This example has two modify: – the first for a single query, the second applies on both datasets.

url:
  formhandler-modify-multi:
    pattern: /modify-multi
    handler: FormHandler
    kwargs:
      symbols:
        url: sqlite:///database.sqlite3
        table: flags
        query: 'SELECT Continent, COUNT(DISTINCT Symbols) AS dsymbols FROM flags GROUP BY Continent'
        # Modify ONLY this query. Adds rank column to symbols dataset
        modify: data.assign(rank=data['dsymbols'].rank())
      colors:
        url: flags.csv
        function: data.groupby('Continent').sum().reset_index()
      # Modify BOTH datasets. data is a dict of DataFrames.
      modify: data['colors'].merge(data['symbols'], on='Continent')

modify: can modify the results of FormHandler edit methods too. E.g. The modify: below returns the number of URL query parameters passed.

  formhandler-edits-multidata-modify:
    pattern: /edits-multidata-modify
    handler: FormHandler
    kwargs:
      sql:
        url: mysql+pymysql://root@$MYSQL_SERVER/DB?charset=utf8
        table: sales
        id: [city, product]
        modify: len(handler.args.keys())

modify: can be any expression/function that uses data – count of records edited and handlerhandler.args contains data submitted by the user.

-*-

◆ Written exercise 1 ◆
Copy the entries word for word, starting at the line that contains "Tag one spot per instance of the wooden" and ending at the last line of the entries.

-*-

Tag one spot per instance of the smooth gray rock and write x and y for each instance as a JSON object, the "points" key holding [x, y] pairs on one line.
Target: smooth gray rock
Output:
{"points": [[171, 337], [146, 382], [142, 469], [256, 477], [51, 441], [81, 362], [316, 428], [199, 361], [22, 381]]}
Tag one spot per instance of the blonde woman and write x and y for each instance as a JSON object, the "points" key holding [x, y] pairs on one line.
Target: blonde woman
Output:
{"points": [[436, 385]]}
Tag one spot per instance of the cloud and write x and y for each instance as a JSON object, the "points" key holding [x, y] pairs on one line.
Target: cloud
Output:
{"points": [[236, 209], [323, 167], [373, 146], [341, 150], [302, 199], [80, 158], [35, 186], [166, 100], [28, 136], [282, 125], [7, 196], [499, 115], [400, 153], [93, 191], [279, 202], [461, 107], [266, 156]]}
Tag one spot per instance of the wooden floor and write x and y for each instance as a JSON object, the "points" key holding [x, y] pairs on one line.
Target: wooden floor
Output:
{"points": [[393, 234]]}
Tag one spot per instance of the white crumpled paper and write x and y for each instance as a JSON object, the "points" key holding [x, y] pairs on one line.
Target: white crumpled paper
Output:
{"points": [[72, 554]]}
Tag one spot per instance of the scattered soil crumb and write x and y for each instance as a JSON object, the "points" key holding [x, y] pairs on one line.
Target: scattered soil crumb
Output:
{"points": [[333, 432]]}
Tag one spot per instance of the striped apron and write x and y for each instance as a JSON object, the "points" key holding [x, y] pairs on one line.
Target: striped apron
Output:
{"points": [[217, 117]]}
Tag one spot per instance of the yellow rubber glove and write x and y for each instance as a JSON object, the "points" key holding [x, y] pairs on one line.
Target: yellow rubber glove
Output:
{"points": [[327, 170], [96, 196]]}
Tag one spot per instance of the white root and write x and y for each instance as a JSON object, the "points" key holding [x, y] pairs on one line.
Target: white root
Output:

-*-

◆ Written exercise 2 ◆
Continue the text on FormHandler's modify option, picking up after its final sentence.

◆ Output 1 ◆
Tag one spot per instance of the wooden floor and write x and y for each instance as a JSON object, the "points" key holding [x, y] pairs on one line.
Target: wooden floor
Output:
{"points": [[393, 234]]}
Tag one spot per instance of the white crumpled paper and write x and y for each instance as a JSON object, the "points" key holding [x, y] pairs on one line.
Target: white crumpled paper
Output:
{"points": [[72, 554]]}
Tag one spot per instance of the scattered soil crumb and write x and y for each instance as a JSON object, the "points" key holding [x, y] pairs on one line.
Target: scattered soil crumb
Output:
{"points": [[333, 432]]}
Tag one spot per instance of the striped apron and write x and y for each instance as a JSON object, the "points" key holding [x, y] pairs on one line.
Target: striped apron
Output:
{"points": [[217, 117]]}
Tag one spot per instance of the yellow rubber glove and write x and y for each instance as a JSON object, the "points" key holding [x, y] pairs on one line.
Target: yellow rubber glove
Output:
{"points": [[327, 170], [96, 196]]}
Tag one spot per instance of the white root and write x and y for each instance as a JSON object, the "points" key holding [x, y] pairs on one line.
Target: white root
Output:

◆ Output 2 ◆
FormHandler query

You may also use a query: to select data from an SQLAlchemy databases. For example:

url:
  query:
    pattern: /query
    handler: FormHandler
    kwargs:
      url: sqlite:///database.sqlite3
      query: 'SELECT Continent, COUNT(*) AS num, SUM(c1) FROM flags GROUP BY Continent'

… returns the query result. FormHandler filters apply on top of this query. For example:

  • query returns data grouped by Continent
  • query?num>=20 ► continents where number of countries > 20

This uses gramex.cache.query behind the scenes. You can cache the query based on a smaller query or table name by specifying a table: parameter. For example:

      table: 'SELECT MAX(date) FROM source'
      query: 'SELECT city, SUM(sales) FROM source GROUP BY city'

… will run query: only if the result of running table: changes. You can also specify table: source. This attempts to automatically check if the table has changed.

The table: parameter also supports query substitutions like query:.

state: parameter can be used to pass a function which checks if the data has changed. This is evaluated every time the FormHandler is accessed. If the returned value changes, the query is run. Else, the previously cached query value is returned.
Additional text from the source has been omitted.